> _Task to carry out_:
In the news report on the Arnhem stabbing, what sentence did the Dutch court give Jing Hua K.?

> _Text under study_:
==================================================
THE HAGUE—A Dutch court Monday jailed a teenage boy for stabbing a 15-year-old girl to death and trying to kill her father after she had allegedly posted derogatory comments about another girl on Facebook.
The boy, identified as 15-year-old Jing Hua K., was jailed for a year and ordered to spend at least two years in a psychiatric facility for the January 14 murder in the eastern city of Arnhem.
The sentence is the maximum in the Netherlands for a minor.
“The court is of the opinion the defendant deliberately killed” the girl, Joyce Hau, known as Winsie to her friends, as well as attempted to murder her father, judges said in a verdict which was posted online.
Prosecutors told the court the murder happened after Hau had had a fight on the social networking site Facebook with a 16-year-old friend, who was identified as Polly W.
Prosecutors said Polly’s boyfriend, 17-year-old Wesley C. then allegedly phoned and spoke to Jing Hua K. via Facebook to arrange the killing, and also allegedly discussed the possibility of killing Hau’s entire family.
==================================================
[Natural language region descriptions]

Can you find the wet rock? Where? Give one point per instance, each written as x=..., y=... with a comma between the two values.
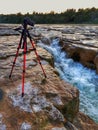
x=46, y=41
x=96, y=63
x=83, y=122
x=1, y=94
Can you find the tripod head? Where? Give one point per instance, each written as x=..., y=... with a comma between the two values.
x=27, y=21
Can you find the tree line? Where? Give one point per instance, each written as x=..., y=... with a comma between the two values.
x=70, y=16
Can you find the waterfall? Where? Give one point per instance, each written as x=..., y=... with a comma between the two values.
x=79, y=76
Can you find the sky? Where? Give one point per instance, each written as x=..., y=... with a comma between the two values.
x=28, y=6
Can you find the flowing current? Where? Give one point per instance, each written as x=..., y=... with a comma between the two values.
x=81, y=77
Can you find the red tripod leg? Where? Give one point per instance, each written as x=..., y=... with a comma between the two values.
x=33, y=45
x=24, y=68
x=15, y=60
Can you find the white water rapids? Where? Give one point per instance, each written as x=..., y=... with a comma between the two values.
x=81, y=77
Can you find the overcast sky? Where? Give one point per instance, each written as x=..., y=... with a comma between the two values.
x=24, y=6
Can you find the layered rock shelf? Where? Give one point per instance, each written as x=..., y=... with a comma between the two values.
x=51, y=103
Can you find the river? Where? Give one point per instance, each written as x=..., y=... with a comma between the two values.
x=79, y=76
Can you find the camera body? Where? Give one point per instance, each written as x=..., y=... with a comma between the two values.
x=27, y=21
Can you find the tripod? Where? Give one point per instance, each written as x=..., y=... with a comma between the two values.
x=23, y=44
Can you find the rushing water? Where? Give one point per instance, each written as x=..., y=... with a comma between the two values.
x=83, y=78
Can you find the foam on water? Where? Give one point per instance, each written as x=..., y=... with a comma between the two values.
x=83, y=78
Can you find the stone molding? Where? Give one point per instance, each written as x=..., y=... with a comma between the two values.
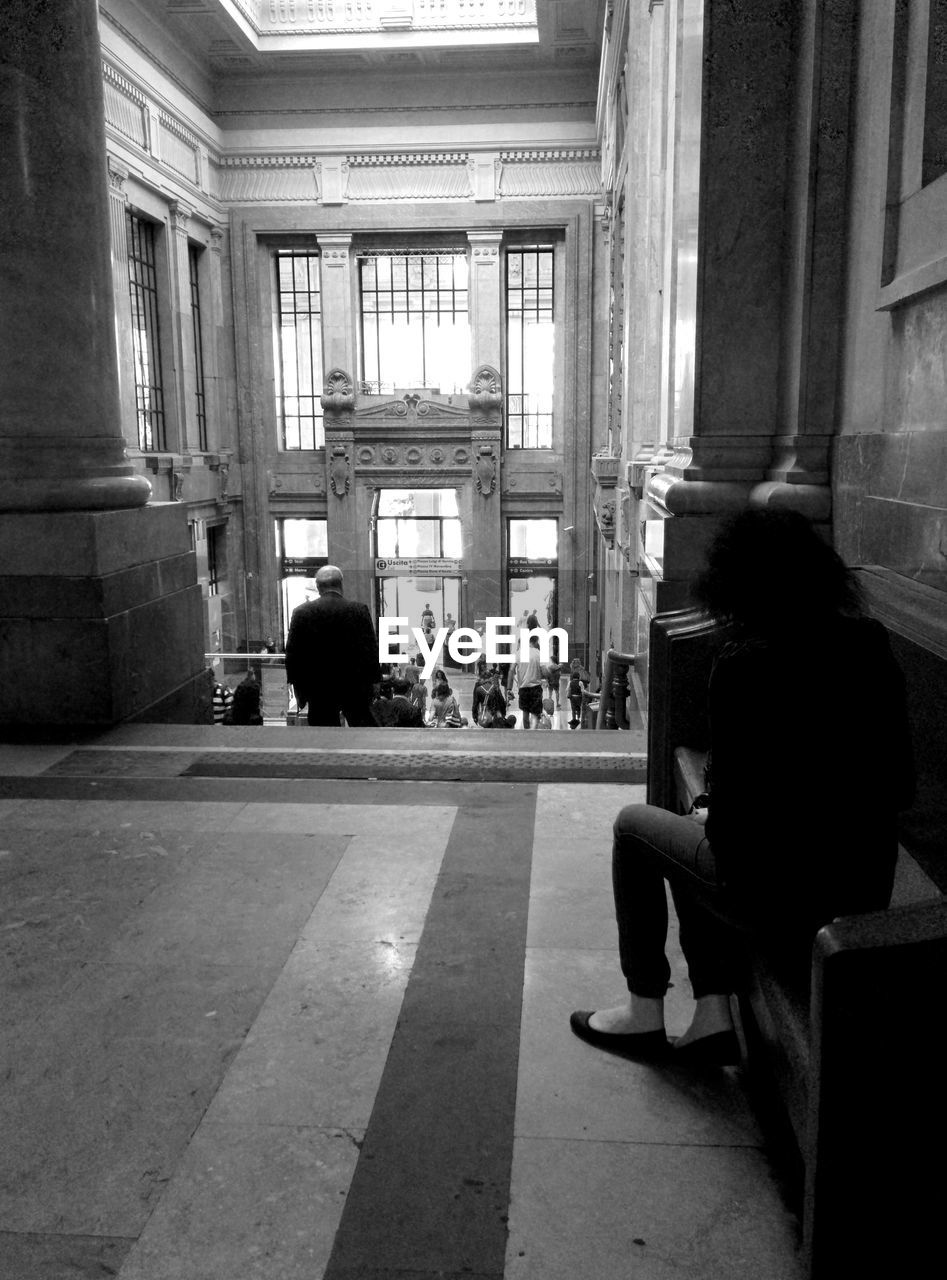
x=410, y=176
x=126, y=109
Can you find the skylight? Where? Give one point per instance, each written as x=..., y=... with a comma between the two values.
x=282, y=26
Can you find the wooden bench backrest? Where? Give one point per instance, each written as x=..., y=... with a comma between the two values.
x=681, y=654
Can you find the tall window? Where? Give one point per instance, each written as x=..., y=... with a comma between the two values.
x=216, y=560
x=530, y=347
x=533, y=560
x=193, y=256
x=146, y=336
x=934, y=158
x=302, y=547
x=415, y=325
x=300, y=350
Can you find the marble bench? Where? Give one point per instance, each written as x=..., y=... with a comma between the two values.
x=850, y=1048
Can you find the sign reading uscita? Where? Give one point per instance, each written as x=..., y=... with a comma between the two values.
x=433, y=566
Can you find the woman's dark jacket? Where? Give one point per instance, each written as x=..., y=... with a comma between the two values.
x=810, y=766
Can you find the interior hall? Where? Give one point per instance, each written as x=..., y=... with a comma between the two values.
x=503, y=307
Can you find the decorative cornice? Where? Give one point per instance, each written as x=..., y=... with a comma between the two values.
x=402, y=110
x=178, y=128
x=544, y=155
x=375, y=159
x=264, y=160
x=155, y=62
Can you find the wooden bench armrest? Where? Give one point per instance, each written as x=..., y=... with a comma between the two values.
x=689, y=776
x=900, y=926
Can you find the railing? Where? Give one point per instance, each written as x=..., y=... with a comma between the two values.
x=269, y=671
x=369, y=16
x=614, y=690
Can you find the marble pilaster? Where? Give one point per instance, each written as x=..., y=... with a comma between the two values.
x=338, y=323
x=60, y=435
x=182, y=328
x=485, y=296
x=122, y=300
x=100, y=607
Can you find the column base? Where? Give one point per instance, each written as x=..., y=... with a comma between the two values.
x=100, y=618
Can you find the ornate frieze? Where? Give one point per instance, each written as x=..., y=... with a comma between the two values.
x=339, y=471
x=274, y=179
x=408, y=176
x=550, y=179
x=338, y=392
x=413, y=181
x=485, y=396
x=485, y=470
x=124, y=106
x=178, y=147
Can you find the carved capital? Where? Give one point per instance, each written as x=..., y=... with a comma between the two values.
x=338, y=392
x=339, y=471
x=485, y=470
x=178, y=216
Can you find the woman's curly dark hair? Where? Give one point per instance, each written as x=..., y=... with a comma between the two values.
x=769, y=570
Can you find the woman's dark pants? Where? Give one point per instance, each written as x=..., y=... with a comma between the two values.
x=650, y=846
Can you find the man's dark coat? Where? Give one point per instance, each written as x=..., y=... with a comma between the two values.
x=332, y=659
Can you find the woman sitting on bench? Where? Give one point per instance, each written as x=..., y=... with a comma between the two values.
x=809, y=767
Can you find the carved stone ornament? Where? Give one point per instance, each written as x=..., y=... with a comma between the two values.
x=338, y=392
x=485, y=391
x=485, y=470
x=338, y=471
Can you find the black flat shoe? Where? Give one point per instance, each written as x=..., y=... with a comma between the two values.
x=722, y=1048
x=637, y=1046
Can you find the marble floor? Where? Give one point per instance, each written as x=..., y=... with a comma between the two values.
x=297, y=1028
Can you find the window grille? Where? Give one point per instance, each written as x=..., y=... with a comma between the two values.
x=530, y=346
x=146, y=333
x=300, y=350
x=200, y=396
x=415, y=323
==================================================
> _Solution to the problem_:
He was jailed for a year and ordered to spend at least two years in a psychiatric facility.